* [Records for the task]

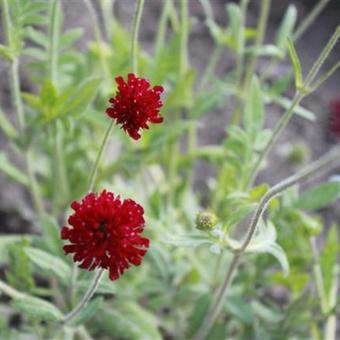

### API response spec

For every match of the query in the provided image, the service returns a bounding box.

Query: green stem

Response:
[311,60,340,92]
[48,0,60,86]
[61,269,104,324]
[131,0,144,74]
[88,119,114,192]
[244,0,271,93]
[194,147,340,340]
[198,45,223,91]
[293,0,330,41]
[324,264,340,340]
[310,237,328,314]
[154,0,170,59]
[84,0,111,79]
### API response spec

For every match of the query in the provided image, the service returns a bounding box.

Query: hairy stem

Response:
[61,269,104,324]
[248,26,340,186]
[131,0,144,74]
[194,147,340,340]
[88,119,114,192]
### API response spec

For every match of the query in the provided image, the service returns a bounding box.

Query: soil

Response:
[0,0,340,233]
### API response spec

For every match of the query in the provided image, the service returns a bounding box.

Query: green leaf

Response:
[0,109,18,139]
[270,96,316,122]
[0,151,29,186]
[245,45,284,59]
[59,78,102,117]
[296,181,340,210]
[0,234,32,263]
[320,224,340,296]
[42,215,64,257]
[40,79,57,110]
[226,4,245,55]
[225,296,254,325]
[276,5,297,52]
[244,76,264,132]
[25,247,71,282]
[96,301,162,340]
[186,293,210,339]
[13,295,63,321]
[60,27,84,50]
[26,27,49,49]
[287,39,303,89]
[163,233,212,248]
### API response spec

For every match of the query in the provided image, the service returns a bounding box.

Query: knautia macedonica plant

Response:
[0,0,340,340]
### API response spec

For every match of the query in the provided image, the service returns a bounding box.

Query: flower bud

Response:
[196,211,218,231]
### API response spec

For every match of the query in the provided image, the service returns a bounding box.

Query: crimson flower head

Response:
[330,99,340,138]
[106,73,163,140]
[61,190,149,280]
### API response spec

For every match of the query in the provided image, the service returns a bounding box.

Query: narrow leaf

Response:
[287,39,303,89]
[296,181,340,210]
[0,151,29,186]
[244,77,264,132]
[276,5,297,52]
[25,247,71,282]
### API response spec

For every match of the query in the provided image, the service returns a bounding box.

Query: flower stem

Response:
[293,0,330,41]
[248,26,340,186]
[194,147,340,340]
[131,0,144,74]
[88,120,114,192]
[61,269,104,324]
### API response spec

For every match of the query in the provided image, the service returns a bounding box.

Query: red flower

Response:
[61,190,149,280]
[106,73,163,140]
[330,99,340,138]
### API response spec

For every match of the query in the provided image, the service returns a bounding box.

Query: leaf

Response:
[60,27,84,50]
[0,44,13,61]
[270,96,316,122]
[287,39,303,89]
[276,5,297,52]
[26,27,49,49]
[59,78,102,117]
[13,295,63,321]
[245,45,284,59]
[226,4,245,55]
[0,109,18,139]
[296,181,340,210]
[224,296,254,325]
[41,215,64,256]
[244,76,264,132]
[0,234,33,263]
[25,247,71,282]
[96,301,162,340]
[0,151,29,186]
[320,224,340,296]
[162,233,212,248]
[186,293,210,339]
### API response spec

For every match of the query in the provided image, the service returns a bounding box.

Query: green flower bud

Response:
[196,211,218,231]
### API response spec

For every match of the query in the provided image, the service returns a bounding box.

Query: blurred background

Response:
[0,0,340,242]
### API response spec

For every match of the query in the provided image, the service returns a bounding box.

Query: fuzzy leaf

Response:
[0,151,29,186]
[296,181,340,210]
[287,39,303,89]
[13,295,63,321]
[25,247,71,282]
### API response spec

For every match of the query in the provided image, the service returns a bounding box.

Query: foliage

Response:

* * *

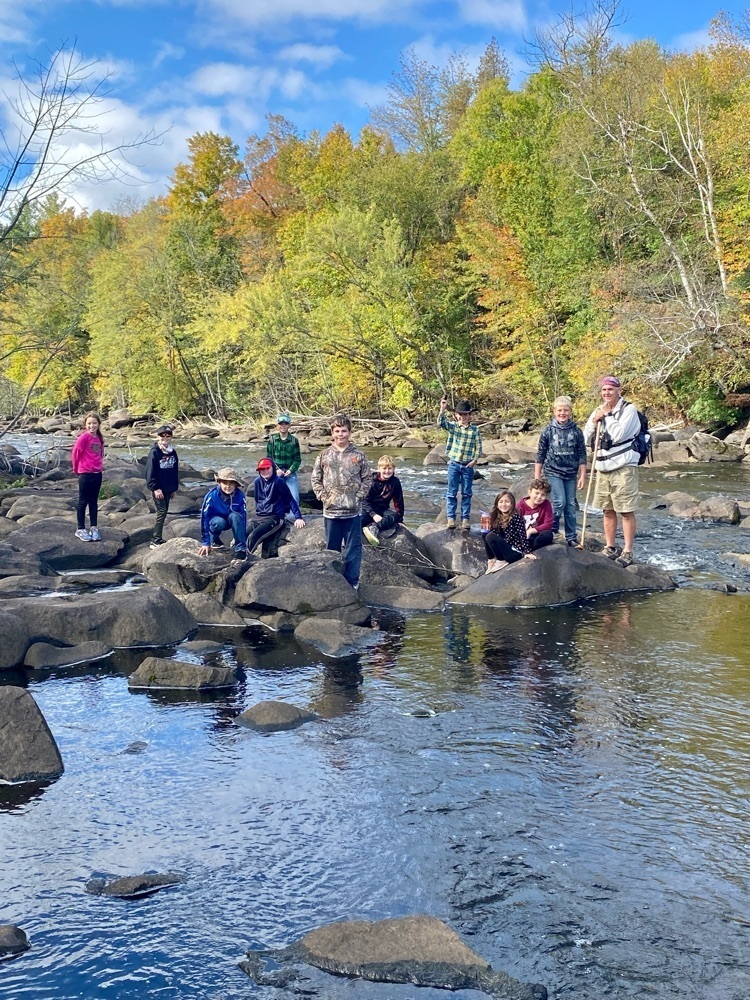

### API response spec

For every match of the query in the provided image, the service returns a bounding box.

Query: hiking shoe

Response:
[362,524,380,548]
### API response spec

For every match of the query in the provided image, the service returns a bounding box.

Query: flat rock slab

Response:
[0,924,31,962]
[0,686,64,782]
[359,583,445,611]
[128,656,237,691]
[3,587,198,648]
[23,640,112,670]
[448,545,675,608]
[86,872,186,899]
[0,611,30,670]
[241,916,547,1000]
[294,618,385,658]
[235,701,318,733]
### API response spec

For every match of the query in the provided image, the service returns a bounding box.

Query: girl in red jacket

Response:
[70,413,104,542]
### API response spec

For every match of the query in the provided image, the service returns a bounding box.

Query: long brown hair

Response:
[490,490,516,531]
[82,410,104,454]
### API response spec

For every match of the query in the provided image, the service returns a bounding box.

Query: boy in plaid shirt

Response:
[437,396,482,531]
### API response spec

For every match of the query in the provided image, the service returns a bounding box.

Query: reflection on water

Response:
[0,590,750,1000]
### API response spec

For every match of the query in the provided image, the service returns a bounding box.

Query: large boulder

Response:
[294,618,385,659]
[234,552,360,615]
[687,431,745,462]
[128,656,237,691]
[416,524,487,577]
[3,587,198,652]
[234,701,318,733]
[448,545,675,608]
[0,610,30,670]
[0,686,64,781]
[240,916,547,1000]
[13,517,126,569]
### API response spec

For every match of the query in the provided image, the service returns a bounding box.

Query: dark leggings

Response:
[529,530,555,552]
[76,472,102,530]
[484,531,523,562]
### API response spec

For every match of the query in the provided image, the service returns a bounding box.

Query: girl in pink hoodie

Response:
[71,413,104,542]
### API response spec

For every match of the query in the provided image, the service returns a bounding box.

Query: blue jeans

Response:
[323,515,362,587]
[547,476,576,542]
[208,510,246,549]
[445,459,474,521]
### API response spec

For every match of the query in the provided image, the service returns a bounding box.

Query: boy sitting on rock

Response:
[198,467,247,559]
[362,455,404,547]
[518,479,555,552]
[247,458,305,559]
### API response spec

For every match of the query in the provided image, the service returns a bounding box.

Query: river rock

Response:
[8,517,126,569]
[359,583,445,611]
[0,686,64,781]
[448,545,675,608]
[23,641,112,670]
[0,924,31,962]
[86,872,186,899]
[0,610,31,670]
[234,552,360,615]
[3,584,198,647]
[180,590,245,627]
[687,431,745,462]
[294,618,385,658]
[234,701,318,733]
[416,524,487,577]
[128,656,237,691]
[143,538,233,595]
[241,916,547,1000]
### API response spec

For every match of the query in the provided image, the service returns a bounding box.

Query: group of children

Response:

---

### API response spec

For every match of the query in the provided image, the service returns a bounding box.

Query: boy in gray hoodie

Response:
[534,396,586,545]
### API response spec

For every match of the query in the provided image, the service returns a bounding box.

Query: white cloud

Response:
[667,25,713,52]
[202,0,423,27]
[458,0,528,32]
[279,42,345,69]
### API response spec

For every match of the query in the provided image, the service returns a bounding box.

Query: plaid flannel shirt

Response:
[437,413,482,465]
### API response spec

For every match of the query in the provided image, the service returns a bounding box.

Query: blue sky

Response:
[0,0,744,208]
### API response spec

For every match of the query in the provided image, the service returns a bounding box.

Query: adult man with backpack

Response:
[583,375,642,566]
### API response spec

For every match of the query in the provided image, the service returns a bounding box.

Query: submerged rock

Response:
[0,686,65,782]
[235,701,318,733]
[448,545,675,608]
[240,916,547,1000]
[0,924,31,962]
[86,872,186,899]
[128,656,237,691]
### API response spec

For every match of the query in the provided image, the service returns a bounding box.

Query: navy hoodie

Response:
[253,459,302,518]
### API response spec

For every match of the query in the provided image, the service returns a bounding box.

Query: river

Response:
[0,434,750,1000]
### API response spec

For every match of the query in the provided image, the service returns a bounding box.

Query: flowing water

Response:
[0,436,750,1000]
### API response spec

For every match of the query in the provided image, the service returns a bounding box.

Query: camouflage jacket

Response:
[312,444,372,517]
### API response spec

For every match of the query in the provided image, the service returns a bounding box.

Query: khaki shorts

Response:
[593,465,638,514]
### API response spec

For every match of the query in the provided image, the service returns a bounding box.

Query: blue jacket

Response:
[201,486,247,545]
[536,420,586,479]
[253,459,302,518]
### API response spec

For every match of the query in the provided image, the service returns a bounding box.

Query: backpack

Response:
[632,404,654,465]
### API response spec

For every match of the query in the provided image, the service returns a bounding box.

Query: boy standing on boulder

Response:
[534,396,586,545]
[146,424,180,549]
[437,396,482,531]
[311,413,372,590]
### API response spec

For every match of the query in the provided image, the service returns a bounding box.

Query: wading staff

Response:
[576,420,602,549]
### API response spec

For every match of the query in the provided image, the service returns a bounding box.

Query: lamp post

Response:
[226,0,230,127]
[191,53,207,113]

* [Exercise instructions] How many lines in the listing above contain the string "backpack"? Give only the number.

* [Correct output] 2